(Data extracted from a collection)

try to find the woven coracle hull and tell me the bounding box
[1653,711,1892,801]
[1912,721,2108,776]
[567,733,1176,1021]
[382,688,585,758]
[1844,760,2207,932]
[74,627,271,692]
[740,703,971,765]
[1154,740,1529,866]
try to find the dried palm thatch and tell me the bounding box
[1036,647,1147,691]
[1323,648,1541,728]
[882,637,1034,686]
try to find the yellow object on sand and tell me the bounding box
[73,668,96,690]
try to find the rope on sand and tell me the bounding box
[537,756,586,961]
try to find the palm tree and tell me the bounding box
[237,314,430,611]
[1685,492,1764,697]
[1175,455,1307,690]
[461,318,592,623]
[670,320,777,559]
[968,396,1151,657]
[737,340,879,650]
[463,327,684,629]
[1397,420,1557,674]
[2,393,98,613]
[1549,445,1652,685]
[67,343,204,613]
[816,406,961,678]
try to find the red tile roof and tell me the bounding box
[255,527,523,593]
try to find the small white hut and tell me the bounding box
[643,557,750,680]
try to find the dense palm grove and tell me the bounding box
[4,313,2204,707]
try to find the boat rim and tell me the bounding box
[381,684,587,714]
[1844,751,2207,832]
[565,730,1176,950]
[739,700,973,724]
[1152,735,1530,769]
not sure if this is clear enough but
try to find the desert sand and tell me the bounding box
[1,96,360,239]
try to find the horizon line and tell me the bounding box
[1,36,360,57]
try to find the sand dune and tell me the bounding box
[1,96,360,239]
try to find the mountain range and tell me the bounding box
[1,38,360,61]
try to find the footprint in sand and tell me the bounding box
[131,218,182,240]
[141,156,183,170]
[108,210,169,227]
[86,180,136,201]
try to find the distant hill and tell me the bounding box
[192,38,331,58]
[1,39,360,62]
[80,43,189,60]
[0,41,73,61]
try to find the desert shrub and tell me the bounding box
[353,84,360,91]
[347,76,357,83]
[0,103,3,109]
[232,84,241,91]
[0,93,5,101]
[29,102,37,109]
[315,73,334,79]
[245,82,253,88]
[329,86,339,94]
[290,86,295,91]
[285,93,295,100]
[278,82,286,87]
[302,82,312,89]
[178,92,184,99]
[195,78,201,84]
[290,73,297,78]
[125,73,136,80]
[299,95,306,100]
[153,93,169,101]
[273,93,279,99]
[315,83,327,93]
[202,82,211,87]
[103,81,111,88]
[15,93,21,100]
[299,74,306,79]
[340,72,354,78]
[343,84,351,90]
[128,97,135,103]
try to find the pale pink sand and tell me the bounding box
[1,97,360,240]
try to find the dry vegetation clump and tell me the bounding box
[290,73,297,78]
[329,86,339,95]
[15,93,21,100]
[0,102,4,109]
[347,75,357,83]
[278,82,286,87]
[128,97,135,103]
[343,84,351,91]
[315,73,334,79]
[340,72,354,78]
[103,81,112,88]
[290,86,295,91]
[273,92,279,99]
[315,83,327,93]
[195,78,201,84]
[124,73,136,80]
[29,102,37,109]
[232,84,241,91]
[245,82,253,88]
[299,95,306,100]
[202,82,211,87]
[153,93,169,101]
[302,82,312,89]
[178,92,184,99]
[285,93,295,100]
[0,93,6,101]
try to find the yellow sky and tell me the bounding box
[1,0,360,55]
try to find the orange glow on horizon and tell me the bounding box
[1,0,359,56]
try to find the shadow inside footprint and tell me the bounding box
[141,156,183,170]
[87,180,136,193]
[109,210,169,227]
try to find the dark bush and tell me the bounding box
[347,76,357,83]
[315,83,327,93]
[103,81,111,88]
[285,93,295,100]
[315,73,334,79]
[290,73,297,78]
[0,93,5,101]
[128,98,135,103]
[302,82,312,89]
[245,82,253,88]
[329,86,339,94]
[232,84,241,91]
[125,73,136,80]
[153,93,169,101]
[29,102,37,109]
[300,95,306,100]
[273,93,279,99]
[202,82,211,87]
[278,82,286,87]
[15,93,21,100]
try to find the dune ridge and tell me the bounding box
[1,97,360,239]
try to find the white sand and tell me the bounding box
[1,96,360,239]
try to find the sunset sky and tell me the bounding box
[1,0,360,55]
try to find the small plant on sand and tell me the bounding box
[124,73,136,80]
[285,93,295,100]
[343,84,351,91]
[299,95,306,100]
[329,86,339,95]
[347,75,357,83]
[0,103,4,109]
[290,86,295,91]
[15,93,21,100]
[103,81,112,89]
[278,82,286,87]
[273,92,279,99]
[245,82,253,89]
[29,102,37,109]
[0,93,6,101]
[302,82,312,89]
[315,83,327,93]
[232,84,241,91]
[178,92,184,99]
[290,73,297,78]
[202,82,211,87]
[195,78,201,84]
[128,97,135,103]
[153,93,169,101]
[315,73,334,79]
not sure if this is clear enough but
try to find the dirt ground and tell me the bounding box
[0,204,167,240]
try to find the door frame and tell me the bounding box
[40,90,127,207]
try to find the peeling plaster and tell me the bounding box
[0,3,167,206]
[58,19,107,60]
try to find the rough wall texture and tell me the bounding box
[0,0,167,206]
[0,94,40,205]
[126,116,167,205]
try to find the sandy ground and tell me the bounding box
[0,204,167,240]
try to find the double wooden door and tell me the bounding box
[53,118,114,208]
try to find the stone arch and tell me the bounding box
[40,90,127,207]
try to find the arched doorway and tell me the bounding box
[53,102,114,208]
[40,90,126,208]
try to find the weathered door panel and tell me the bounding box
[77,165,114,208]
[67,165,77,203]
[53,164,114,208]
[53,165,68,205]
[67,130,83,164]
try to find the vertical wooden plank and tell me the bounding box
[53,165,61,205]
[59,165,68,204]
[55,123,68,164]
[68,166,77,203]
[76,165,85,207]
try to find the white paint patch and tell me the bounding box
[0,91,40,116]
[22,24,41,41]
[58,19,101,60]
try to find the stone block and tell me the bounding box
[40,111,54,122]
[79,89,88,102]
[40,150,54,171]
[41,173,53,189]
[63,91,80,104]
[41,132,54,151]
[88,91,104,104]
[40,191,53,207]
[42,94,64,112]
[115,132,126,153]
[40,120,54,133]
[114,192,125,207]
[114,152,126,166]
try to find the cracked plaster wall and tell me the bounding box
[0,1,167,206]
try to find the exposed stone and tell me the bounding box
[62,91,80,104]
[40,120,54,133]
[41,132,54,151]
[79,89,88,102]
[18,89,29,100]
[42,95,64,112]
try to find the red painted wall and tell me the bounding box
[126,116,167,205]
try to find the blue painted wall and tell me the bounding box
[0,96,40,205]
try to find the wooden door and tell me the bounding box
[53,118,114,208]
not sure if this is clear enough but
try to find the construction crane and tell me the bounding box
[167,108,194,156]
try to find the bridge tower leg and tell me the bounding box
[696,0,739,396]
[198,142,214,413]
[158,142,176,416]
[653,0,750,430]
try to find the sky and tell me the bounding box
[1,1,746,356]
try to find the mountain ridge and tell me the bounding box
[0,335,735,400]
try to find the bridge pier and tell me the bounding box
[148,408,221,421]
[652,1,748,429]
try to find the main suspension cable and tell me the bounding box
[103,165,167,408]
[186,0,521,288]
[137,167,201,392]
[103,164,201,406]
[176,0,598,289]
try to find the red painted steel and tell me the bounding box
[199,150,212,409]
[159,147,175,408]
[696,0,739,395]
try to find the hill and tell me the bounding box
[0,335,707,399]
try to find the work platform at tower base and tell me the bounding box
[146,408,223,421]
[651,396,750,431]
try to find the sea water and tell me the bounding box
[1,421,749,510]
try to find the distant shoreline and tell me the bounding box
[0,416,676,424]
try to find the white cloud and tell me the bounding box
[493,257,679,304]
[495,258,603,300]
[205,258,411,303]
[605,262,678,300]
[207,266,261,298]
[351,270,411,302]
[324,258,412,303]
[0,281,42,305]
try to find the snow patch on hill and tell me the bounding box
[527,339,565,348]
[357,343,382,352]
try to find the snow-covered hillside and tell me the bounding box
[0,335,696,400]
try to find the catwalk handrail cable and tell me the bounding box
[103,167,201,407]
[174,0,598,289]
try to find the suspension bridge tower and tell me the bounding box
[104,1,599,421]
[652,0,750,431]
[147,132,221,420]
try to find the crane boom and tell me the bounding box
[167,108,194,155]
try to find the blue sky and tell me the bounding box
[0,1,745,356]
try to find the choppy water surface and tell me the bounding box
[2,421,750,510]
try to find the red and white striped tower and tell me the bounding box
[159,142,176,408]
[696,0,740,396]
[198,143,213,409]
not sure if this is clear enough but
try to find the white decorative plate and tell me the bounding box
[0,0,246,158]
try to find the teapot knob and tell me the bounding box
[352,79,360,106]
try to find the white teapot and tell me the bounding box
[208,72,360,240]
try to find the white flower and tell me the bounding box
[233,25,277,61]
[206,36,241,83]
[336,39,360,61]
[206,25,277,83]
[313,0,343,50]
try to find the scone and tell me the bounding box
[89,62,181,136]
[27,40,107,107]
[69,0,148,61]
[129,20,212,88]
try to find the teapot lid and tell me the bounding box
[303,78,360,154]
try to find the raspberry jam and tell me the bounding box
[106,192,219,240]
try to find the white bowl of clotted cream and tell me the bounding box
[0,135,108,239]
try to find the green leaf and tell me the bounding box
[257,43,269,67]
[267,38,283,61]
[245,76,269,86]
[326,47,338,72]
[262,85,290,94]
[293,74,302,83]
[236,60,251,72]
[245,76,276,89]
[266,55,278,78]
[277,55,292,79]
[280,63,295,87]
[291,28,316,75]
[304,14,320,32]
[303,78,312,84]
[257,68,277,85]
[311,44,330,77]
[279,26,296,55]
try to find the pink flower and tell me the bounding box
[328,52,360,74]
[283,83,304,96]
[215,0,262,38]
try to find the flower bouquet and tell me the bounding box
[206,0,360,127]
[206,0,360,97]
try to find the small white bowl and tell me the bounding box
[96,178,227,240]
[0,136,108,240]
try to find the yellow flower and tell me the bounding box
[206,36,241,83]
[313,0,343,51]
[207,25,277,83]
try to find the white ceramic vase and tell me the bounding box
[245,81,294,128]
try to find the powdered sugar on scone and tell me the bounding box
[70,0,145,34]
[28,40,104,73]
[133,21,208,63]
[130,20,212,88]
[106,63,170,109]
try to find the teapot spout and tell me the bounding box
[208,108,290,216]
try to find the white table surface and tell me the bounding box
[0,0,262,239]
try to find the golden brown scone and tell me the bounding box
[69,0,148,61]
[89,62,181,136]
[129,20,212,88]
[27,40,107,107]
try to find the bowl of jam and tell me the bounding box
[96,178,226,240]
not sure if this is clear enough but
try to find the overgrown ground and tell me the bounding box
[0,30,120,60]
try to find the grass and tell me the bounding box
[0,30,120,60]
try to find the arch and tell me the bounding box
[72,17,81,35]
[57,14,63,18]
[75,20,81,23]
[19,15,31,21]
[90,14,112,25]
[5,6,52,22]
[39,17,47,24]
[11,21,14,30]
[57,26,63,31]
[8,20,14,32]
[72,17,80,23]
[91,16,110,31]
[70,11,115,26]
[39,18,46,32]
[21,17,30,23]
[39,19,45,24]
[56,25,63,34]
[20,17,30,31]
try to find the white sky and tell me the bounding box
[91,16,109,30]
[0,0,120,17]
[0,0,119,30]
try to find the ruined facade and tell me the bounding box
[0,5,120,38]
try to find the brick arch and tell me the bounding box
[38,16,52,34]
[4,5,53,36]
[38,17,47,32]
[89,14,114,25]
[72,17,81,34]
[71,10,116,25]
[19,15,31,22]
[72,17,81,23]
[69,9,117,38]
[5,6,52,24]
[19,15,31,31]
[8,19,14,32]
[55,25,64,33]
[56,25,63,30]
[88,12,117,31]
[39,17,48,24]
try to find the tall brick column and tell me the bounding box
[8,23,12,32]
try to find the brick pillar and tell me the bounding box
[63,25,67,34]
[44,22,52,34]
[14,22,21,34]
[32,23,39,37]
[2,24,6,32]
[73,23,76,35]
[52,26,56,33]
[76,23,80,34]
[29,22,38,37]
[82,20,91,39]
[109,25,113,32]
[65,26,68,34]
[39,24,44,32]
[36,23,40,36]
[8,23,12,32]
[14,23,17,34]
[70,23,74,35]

_EXERCISE REQUIREMENTS_:
Each line, beginning at the one that contains "try to find the overgrown" and continuing through the end of the records, must be written out exactly, first and last included.

_TASK RESPONSE_:
try to find the overgrown ground and tell me the bounding box
[0,30,120,60]
try to find the grass and tell me the bounding box
[0,30,120,60]
try to find the arch and tell me the bounding box
[72,17,81,35]
[57,14,63,18]
[75,20,81,23]
[19,15,31,21]
[90,14,112,25]
[5,6,52,22]
[39,17,47,24]
[11,21,14,30]
[57,26,63,31]
[8,20,14,32]
[72,17,80,23]
[91,16,110,31]
[70,11,115,26]
[39,18,46,32]
[21,17,30,23]
[39,19,45,24]
[56,25,63,34]
[20,17,30,31]
try to find the white sky and tell me the bounding box
[91,16,109,30]
[0,0,120,17]
[0,0,119,30]
try to find the ruined facade and tell me the bounding box
[0,5,120,38]
try to find the brick arch and tell me the bounding box
[38,16,52,34]
[4,5,53,36]
[38,17,47,32]
[89,14,114,25]
[72,17,81,34]
[71,10,116,25]
[19,15,31,22]
[72,17,81,23]
[69,9,117,38]
[5,6,52,24]
[19,15,31,31]
[8,19,14,32]
[55,25,64,33]
[56,25,63,30]
[88,12,117,31]
[39,17,48,24]
try to find the tall brick column and tell me the bounding box
[8,23,12,32]
try to find the brick pillar and tell me the bounding box
[63,25,67,34]
[44,22,52,34]
[14,22,21,34]
[32,23,39,37]
[2,24,6,32]
[73,23,76,35]
[52,26,56,33]
[76,23,80,34]
[29,22,38,37]
[82,20,91,39]
[109,25,113,32]
[65,26,68,34]
[39,24,44,32]
[36,23,40,36]
[8,23,12,32]
[14,23,17,34]
[70,23,74,35]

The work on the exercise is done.